■ Stated problem A ■
In the Git commit encoding text, which encoding does Git assume for a commit message that is not UTF-8?

-*-*-

When supplying a commit message that is not UTF-8, Git assumes it is encoded in latin1/ISO-8859-1, and silently does a latin1 -> UTF-8 re-encoding. That assumption is sensible, but the problem is the docs imply such a conversion does not happen. Documentation/i18n.txt explicitly says (emphasis mine):
Although we encourage that the commit log messages are encoded in UTF-8, both the core and Git Porcelain are designed **not to force UTF-8** on projects. If all participants of a particular project find it more convenient to use legacy encodings, Git does not forbid it. However, there are a few things to keep in mind. . 'git commit' and 'git commit-tree' issues a warning if the commit log message given to it does not look like a valid UTF-8 string, unless you explicitly say your project uses a legacy encoding. The way to say this is to have `i18n.commitEncoding` in `.git/config` file, like this: […] Note that **we deliberately chose not to re-code the commit log message when a commit is made to force UTF-8** at the commit object level, because re-coding to UTF-8 is not necessarily a reversible operation.
Said warning reads:
# Warning: commit message did not conform to UTF-8. # You may want to amend it after fixing the message, or set the config # variable i18n.commitEncoding to the encoding your project uses.

-*-*-

■ Stated problem B ■
Copy the records exactly, everything from the start of the records down to the line containing "<point>142,171</point>", including that line. Leave the pictures out of your copy.

-*-*-

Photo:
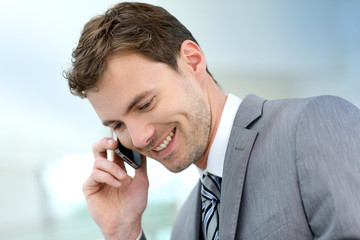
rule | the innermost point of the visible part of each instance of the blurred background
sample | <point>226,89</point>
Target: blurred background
<point>273,48</point>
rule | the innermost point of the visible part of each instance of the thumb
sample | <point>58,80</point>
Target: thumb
<point>142,171</point>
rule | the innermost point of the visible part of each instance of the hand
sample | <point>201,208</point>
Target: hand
<point>115,201</point>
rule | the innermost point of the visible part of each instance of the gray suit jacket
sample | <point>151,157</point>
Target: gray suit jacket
<point>291,171</point>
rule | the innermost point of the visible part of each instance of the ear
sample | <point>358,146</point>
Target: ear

-*-*-

■ Task answer A ■
Git assumes latin1/ISO-8859-1.

■ Task answer B ■
Photo:
rule | the innermost point of the visible part of each instance of the blurred background
sample | <point>226,89</point>
Target: blurred background
<point>273,48</point>
rule | the innermost point of the visible part of each instance of the thumb
sample | <point>58,80</point>
Target: thumb
<point>142,171</point>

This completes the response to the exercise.